[Dataset records on where objects are located]
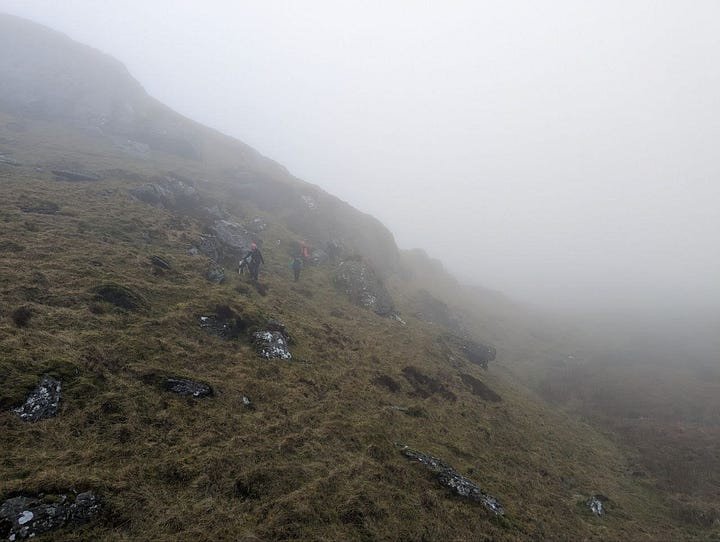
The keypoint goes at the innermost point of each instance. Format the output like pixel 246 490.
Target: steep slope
pixel 113 293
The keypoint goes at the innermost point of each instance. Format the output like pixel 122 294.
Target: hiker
pixel 297 266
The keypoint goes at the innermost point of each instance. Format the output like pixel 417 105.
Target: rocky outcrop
pixel 233 240
pixel 479 354
pixel 271 344
pixel 28 517
pixel 182 386
pixel 454 481
pixel 170 193
pixel 480 389
pixel 43 402
pixel 360 283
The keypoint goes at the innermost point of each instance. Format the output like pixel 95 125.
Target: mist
pixel 563 153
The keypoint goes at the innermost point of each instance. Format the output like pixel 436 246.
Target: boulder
pixel 43 402
pixel 453 480
pixel 234 239
pixel 170 193
pixel 360 283
pixel 27 517
pixel 271 345
pixel 479 354
pixel 182 386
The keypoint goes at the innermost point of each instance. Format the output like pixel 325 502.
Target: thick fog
pixel 566 153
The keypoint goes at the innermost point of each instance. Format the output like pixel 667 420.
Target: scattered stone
pixel 595 503
pixel 257 225
pixel 271 345
pixel 480 389
pixel 43 402
pixel 216 274
pixel 67 175
pixel 27 517
pixel 424 386
pixel 120 296
pixel 182 386
pixel 476 353
pixel 157 261
pixel 360 283
pixel 455 481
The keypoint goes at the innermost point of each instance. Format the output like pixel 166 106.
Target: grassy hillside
pixel 105 293
pixel 315 456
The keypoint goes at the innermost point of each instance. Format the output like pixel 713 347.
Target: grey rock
pixel 67 175
pixel 257 225
pixel 157 261
pixel 233 238
pixel 452 479
pixel 27 517
pixel 43 402
pixel 360 283
pixel 479 354
pixel 182 386
pixel 216 274
pixel 271 345
pixel 171 193
pixel 318 256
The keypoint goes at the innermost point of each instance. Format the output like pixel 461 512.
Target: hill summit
pixel 151 392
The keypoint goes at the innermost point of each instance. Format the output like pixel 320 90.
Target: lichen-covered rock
pixel 182 386
pixel 360 283
pixel 217 326
pixel 455 481
pixel 170 193
pixel 234 239
pixel 271 345
pixel 479 354
pixel 28 517
pixel 43 402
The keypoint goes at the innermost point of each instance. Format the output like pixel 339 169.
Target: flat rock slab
pixel 455 481
pixel 182 386
pixel 271 345
pixel 43 402
pixel 67 175
pixel 27 517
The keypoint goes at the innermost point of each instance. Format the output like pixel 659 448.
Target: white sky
pixel 563 152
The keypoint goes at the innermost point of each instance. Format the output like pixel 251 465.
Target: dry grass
pixel 315 459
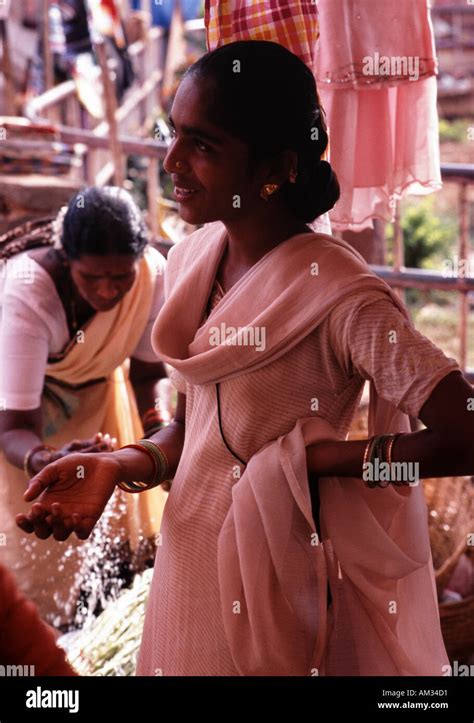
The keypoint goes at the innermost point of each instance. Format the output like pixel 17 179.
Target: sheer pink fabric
pixel 382 118
pixel 273 569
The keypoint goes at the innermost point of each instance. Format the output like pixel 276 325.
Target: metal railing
pixel 401 277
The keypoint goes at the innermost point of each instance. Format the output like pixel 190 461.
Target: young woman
pixel 71 315
pixel 271 331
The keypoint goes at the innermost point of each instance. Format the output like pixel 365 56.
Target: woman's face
pixel 103 281
pixel 212 164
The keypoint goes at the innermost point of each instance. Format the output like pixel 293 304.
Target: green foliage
pixel 427 238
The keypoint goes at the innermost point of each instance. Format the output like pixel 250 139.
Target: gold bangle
pixel 161 468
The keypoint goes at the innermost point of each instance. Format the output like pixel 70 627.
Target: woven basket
pixel 450 502
pixel 457 625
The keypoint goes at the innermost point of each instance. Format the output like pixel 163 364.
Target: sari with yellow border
pixel 87 390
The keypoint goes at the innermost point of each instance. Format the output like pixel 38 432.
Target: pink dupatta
pixel 374 549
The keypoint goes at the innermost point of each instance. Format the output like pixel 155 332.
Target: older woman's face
pixel 212 164
pixel 103 281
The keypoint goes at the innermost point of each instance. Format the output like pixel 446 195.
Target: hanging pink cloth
pixel 376 71
pixel 374 549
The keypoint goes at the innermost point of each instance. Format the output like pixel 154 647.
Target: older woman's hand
pixel 72 493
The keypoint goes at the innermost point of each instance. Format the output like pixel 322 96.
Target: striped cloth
pixel 292 23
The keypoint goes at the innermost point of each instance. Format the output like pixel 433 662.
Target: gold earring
pixel 267 190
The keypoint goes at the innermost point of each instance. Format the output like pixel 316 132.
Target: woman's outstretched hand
pixel 71 494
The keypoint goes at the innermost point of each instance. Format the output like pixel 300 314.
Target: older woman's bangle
pixel 27 458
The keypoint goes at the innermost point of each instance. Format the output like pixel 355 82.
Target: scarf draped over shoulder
pixel 375 548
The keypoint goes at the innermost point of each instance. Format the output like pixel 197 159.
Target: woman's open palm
pixel 71 494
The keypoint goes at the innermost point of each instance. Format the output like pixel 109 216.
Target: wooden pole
pixel 10 101
pixel 47 55
pixel 464 258
pixel 110 101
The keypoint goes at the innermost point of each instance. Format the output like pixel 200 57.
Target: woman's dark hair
pixel 266 96
pixel 103 221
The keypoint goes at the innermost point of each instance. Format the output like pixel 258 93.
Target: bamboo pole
pixel 463 256
pixel 47 55
pixel 10 101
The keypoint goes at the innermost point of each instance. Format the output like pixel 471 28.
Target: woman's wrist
pixel 133 464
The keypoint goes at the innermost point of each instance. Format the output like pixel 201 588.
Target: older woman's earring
pixel 267 190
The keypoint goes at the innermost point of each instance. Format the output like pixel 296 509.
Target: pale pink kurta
pixel 184 632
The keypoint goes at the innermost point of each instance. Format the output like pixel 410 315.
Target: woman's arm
pixel 71 502
pixel 135 465
pixel 20 431
pixel 445 448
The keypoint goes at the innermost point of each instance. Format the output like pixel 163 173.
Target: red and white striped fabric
pixel 292 23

◆ OBJECTIVE
Reproduce the lines of the records word for word, beginning at the line that contains "pixel 461 512." and stopping after the line that contains "pixel 151 392".

◆ COMPLETED TASK
The keypoint goes at the innermost point of each instance. Format the output like pixel 461 512.
Target: hill summit
pixel 151 392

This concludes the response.